= Directive =
Find every line in the material below that contains the word "gray", and copy each of those lines.

+ + + + +

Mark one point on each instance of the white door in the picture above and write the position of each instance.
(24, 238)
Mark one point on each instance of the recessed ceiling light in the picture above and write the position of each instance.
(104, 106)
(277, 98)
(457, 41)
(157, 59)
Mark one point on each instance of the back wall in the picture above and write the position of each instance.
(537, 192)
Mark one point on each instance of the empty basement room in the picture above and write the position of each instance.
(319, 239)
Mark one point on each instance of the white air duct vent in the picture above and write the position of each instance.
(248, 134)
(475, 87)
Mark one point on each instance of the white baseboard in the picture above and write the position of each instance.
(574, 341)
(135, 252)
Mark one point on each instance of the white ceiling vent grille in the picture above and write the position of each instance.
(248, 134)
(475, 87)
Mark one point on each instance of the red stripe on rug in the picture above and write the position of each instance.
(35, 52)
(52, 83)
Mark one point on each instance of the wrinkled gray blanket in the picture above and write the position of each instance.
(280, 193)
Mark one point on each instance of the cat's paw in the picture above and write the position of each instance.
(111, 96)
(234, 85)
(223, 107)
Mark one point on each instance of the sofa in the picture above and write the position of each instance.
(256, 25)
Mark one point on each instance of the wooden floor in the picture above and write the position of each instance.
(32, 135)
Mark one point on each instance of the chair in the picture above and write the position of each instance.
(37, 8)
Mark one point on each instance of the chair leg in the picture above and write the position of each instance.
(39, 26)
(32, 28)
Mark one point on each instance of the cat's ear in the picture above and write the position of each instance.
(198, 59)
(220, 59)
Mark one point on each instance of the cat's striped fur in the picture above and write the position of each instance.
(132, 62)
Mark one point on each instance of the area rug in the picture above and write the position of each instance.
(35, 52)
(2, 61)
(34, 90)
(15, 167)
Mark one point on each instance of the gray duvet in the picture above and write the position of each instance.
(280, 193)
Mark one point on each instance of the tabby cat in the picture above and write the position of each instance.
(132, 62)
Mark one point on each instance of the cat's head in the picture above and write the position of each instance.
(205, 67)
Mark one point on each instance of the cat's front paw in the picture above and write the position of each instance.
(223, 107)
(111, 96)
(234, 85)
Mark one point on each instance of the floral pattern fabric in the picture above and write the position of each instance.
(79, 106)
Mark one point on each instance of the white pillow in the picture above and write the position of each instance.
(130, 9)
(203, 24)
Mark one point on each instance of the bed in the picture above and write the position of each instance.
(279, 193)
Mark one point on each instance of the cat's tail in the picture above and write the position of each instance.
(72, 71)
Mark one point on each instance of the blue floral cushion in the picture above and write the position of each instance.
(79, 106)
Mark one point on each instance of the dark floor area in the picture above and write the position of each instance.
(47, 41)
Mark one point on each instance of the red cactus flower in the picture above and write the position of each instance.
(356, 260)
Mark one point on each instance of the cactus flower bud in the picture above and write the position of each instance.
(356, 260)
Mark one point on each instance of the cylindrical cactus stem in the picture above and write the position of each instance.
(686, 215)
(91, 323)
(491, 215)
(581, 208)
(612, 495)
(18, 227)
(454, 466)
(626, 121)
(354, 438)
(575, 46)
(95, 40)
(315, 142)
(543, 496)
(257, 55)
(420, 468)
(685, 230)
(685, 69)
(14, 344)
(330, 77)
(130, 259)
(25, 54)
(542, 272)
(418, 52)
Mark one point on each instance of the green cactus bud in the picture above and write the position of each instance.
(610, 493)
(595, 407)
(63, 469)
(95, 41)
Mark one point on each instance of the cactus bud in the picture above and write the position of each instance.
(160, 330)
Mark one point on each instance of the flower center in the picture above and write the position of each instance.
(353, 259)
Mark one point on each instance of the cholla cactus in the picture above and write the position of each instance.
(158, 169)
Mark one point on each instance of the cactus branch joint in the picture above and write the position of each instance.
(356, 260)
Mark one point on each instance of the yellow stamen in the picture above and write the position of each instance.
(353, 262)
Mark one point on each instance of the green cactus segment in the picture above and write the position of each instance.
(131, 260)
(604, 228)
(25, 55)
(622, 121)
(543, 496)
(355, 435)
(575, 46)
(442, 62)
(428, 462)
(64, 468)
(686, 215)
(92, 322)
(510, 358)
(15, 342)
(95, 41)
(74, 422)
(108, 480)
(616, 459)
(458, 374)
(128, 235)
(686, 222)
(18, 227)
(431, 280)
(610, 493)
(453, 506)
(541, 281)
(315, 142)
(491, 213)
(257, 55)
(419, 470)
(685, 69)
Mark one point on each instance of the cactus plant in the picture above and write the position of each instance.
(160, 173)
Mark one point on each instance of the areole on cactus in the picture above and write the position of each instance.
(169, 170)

+ + + + +

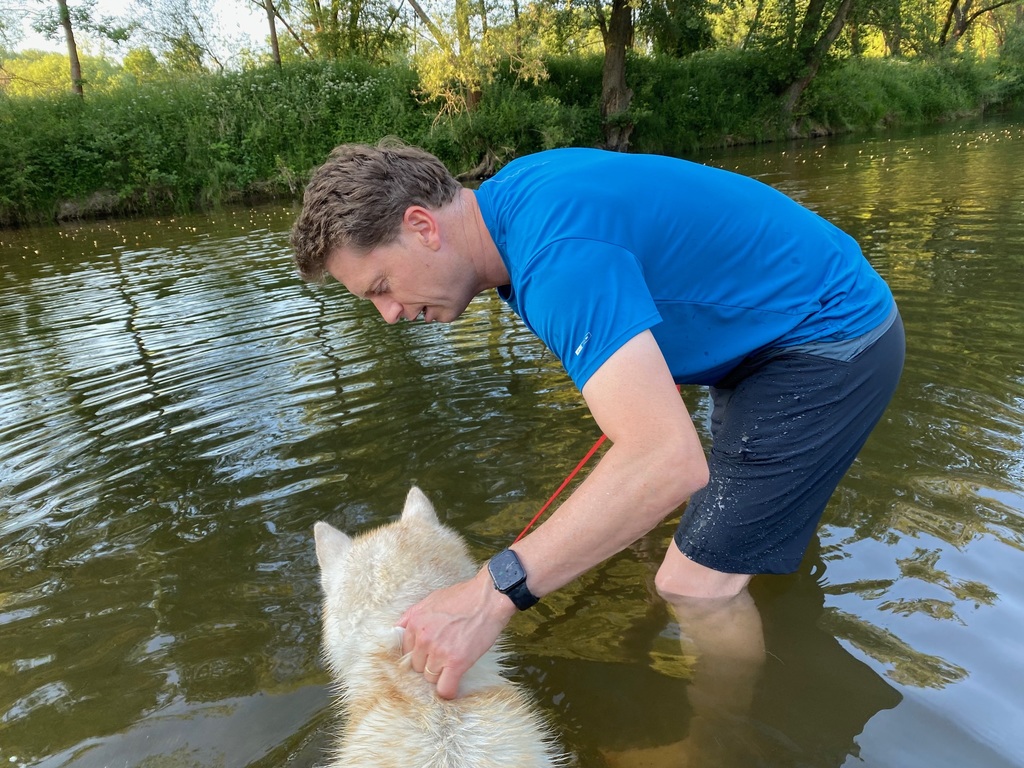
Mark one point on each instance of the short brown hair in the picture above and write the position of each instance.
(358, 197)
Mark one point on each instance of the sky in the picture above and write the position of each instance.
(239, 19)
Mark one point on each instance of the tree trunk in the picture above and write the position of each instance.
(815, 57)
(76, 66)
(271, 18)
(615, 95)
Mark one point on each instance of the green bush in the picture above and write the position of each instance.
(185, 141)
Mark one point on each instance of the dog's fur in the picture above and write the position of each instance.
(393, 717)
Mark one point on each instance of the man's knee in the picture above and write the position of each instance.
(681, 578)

+ + + + +

= Output below =
Mark one point on each instance of the wrinkled gray blanket in the picture above and write the position of each instance.
Mark one point on each instance of the gray duvet in the picture above and write the position of each instance.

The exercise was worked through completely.